Top of TEXT UNDER STUDY

I’d like to open with the following comment on one of my anti-AMP shares, that I received today.
HI I see that you have constant opposition to AMP because it renders badly on iphone. Do you know how expensive is DATA here in 3rd world?
Native websites, force people to load trackers + install stupid apps (no space in a 4GB android phone). Please once try to get a cheap android phone and you will realize how good AMP is for us to read news. Example visit: ndtv.com indiatimes.com
Seriously, please I am not for support Google. Please do not tell me to buy used iphone to get privacy which also costs $200 (2 months salary). You need a mac to create a “apple-email” account (which costs 4months salary).
I am not a troll supporting Google. I have in my cheap Moto E (pure LineageOS – NO Google Play) works for 2 days without charge. I too hope Google will open up more, but privacy for rich is not fine. We, the poor, need technology even if it means Google puts AMP.Why are you happy that apple puts walled garden? You have a choice to use a different OS or phone or browser? In linux, even uploading to iPhotos is NOT possible? icloud/ical/Mail all work terrible – try it once.
I am sorry.

Bottom of TEXT UNDER STUDY

## TASK SET
A) Translate this sentence from the AMP post into Spanish: "Please once try to get a cheap android phone and you will realize how good AMP is for us to read news."
B) Answer from the AMP post:
(i) What phone does the commenter say they own?
(ii) What price does the comment give for a used iPhone?
(iii) Which two websites does the comment name as examples to visit?
C) Write the next part of the AMP post, picking up after the comment's closing "I am sorry."

Top of DATA SHOWN

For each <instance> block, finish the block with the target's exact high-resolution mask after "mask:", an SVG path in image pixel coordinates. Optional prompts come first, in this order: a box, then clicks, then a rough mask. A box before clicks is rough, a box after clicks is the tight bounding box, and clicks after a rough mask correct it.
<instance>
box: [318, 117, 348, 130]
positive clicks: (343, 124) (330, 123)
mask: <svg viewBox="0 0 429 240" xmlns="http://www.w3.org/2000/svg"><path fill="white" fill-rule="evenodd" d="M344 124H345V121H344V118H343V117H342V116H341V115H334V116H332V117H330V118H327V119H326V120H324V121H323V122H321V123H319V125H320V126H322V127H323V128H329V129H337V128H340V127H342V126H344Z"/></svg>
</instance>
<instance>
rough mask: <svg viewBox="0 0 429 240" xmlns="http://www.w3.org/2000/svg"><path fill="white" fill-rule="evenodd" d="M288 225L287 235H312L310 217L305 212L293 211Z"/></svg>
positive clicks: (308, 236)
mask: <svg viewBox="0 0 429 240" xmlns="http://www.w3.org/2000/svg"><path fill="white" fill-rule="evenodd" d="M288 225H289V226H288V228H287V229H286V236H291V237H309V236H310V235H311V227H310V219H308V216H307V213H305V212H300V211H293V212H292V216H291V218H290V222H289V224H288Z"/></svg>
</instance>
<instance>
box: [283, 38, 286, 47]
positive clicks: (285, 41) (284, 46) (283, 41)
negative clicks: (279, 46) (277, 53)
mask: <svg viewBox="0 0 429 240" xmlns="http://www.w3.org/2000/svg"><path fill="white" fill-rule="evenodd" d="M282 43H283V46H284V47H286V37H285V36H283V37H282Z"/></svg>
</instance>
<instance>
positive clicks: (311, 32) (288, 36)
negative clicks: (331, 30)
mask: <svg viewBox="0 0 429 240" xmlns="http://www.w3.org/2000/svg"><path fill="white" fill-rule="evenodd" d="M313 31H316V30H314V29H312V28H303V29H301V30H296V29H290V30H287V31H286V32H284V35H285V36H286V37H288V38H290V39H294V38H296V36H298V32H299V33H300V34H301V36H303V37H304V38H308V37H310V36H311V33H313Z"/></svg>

Bottom of DATA SHOWN

## EXPECTED OUTPUTS
A) Por favor, intenta una vez conseguir un teléfono Android barato y te darás cuenta de lo bueno que es AMP para que nosotros leamos noticias.

B)
(i) A cheap Moto E running pure LineageOS, with no Google Play.
(ii) $200, which the comment says is two months' salary.
(iii) ndtv.com and indiatimes.com.

C)
I would also like to mention the following Tweet. It’s older, but seem relevant:
Not acknowledging that AMP makes the difference between being able to read the content and not for some people is 100% tech privilege.
— Filippo Valsorda (@FiloSottile) June 11, 2017
Finally, I would like to give credit to this article Embrace AMP or AMP Wins. I did not see it take off on Social Media, but in my opinion it’s a great piece of writing, and deserve a lot of attention. I am going to quote the most important part:
Anti-AMP advocacy has reached a fevered pitch. And that negative advocacy is accomplishing exactly nothing. It is founded in a denial that is providing a clear road for AMP to achieve world domination.
Because in the end it is a better user experience. Being on a mobile device and seeing the icon ⚡ is an immediate assurance that not only will the page load almost instantly, it won’t have delay-load modal overlays (Subscribe! Like us on Facebook!), it won’t throw you into redirect hell, it won’t have device-choking scripts doing spurious things.
As one of the “fevered” haters of AMP, I would like to apologize for loosing track of what is important.
My history with AMP
Here are all of the post that I’ve done on AMP and my though on them.
October 15, 2016 – Google May Be Stealing Your Mobile Traffic
At this time I knew very little about AMP. I thought it was just a subset of HTML optimized to work better on mobile devices. When I realized that Google was caching the content and serving it from their own domain name and servers, I thought I uncovered scandal of the century. I couldn’t believe that I was not reading about this in the news, and that there was no public outcry against such practice.
In fact, majority of people didn’t seem to care at all, but this post did get some good traction on Hacker News.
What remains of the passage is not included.